____ DATA PROVIDED

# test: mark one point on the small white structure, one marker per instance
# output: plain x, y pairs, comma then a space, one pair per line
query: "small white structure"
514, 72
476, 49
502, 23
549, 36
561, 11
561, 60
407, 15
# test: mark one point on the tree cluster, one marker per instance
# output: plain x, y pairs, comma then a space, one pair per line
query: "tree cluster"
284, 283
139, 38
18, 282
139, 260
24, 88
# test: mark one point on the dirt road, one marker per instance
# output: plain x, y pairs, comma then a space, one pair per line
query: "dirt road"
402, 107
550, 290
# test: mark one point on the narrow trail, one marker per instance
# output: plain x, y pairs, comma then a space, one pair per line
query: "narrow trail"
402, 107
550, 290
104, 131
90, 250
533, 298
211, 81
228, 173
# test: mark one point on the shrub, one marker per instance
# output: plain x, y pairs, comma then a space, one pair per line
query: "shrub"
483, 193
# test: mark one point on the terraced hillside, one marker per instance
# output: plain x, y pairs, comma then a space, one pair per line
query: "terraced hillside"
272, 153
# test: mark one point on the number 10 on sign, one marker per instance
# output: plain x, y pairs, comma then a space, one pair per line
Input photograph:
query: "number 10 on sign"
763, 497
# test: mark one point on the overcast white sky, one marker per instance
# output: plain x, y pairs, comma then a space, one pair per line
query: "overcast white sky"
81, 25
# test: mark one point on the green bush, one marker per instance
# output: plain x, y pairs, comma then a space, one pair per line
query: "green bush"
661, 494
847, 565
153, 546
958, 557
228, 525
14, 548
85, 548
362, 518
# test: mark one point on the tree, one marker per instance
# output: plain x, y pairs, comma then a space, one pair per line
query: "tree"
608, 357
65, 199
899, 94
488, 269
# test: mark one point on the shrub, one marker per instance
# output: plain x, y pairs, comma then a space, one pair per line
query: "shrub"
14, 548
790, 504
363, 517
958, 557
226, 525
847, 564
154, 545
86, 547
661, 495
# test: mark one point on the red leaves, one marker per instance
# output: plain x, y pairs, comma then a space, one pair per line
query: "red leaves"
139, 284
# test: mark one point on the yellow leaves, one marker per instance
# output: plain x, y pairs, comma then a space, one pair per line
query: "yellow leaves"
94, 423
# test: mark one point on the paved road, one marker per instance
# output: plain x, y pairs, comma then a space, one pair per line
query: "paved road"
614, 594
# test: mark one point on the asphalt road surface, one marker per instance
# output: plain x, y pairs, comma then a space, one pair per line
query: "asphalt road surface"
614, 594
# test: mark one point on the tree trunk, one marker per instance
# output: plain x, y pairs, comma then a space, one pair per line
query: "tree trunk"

________

_YOUR OBJECTIVE:_
Wherever the word "trunk" appears in the entries above, copy that whole line.

_RESPONSE BELOW:_
# test: mark one point on the tree trunk, one marker per instance
query: "tree trunk"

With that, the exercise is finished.